> **Task details**: Can you rewrite all of the records below as a numbered list, dropping any blank lines and leaving the pictures out?

★ ★ ★ ★

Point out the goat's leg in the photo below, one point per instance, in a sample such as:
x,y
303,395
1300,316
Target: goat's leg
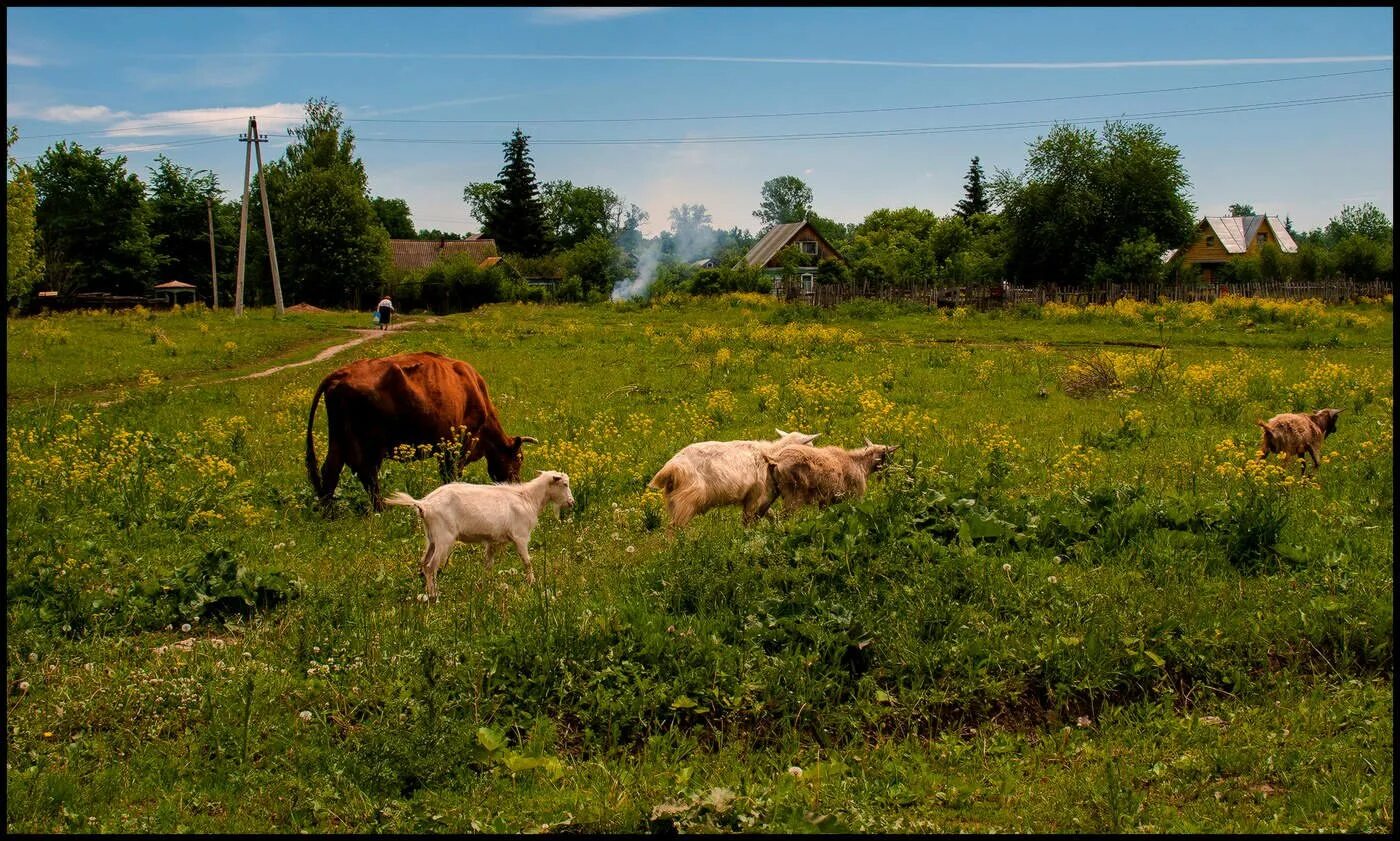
x,y
522,547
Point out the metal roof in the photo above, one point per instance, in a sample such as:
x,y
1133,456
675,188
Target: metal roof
x,y
1236,232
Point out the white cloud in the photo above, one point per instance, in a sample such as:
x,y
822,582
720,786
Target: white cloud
x,y
573,14
275,118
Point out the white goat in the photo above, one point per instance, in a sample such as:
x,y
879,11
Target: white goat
x,y
490,514
711,473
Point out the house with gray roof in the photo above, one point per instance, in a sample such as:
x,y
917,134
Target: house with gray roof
x,y
808,239
1222,238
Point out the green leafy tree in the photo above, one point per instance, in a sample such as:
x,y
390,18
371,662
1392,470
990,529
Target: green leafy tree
x,y
332,249
24,266
975,198
93,221
576,213
1082,196
480,202
434,235
597,262
395,217
784,199
515,216
1358,220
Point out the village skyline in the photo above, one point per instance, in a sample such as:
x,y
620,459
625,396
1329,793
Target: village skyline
x,y
871,108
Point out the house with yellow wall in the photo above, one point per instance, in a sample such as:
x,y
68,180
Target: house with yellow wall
x,y
1222,238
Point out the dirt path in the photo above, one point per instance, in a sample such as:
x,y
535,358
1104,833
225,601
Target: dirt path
x,y
366,335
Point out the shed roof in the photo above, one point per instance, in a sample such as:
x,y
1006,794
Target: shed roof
x,y
1236,232
419,253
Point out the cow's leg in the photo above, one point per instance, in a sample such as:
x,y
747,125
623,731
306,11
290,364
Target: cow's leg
x,y
331,472
522,547
368,476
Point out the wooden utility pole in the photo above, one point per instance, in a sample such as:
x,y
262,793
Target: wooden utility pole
x,y
242,225
272,245
252,137
213,263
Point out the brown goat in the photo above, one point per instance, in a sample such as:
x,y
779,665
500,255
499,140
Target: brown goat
x,y
1298,434
825,475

★ ★ ★ ★

> **The result**:
1. Point out the goat's leg in the photo below, one point per instance, in a sample such as:
2. x,y
3. 303,395
4. 1300,316
5. Target: goat's leg
6. x,y
7. 522,547
8. Point out the metal roof in the photo above, one point per instance, in a sample such as:
9. x,y
10. 1133,456
11. 675,188
12. Target: metal roof
13. x,y
14. 1236,232
15. Point out the white cloud in the photo above, one point per instance, in a sample such as:
16. x,y
17. 822,582
18. 720,786
19. Target: white cloud
20. x,y
21. 573,14
22. 275,118
23. Point out the white goat in the photo above, one point per instance, in a sample such as:
24. x,y
25. 879,11
26. Target: white goat
27. x,y
28. 490,514
29. 711,473
30. Point out the house with gray roof in the photo above, one point per instance, in a sample such as:
31. x,y
32. 917,134
33. Target: house with gray roof
34. x,y
35. 808,239
36. 1222,238
37. Point out the green leafy tree in the photo above, one point per instance, in a sample such as:
38. x,y
39. 390,18
40. 371,662
41. 1392,470
42. 990,529
43. Target: green leafy tree
44. x,y
45. 332,249
46. 24,266
47. 975,198
48. 93,221
49. 576,213
50. 1082,196
51. 480,202
52. 434,235
53. 597,262
54. 395,217
55. 784,199
56. 515,216
57. 1358,220
58. Point out the village skyline in the photo above, one point per instance, in a sample such as:
59. x,y
60. 620,459
61. 625,396
62. 1329,793
63. Target: village skyline
64. x,y
65. 871,108
66. Point out the house with yellow wall in the photo above, one point per instance, in a sample such as:
67. x,y
68. 68,180
69. Target: house with yellow wall
70. x,y
71. 1222,238
72. Point out the dirt path in the photo above, one point per instance, in a sample such as:
73. x,y
74. 535,358
75. 1104,833
76. 225,601
77. Target: dirt path
78. x,y
79. 366,335
80. Point out the shed roof in the photo above, one point per instance, in a sample such as:
81. x,y
82. 1006,794
83. Target: shed roof
84. x,y
85. 1236,232
86. 419,253
87. Point out the cow's leg in the photo above, one point per instance, in a sample such as:
88. x,y
89. 747,125
90. 623,731
91. 306,11
92. 290,364
93. Target: cow's leg
94. x,y
95. 331,472
96. 522,547
97. 368,476
98. Point out the wooden utility pole in the photo above, one point per instance, in a sample such as:
99. x,y
100. 262,793
101. Target: wooden utility pole
102. x,y
103. 242,225
104. 272,245
105. 252,137
106. 213,263
107. Point out the brown goat in the photo above, one point per instance, in a sample such as:
108. x,y
109. 779,665
110. 500,255
111. 499,140
112. Target: brown goat
113. x,y
114. 1298,434
115. 825,475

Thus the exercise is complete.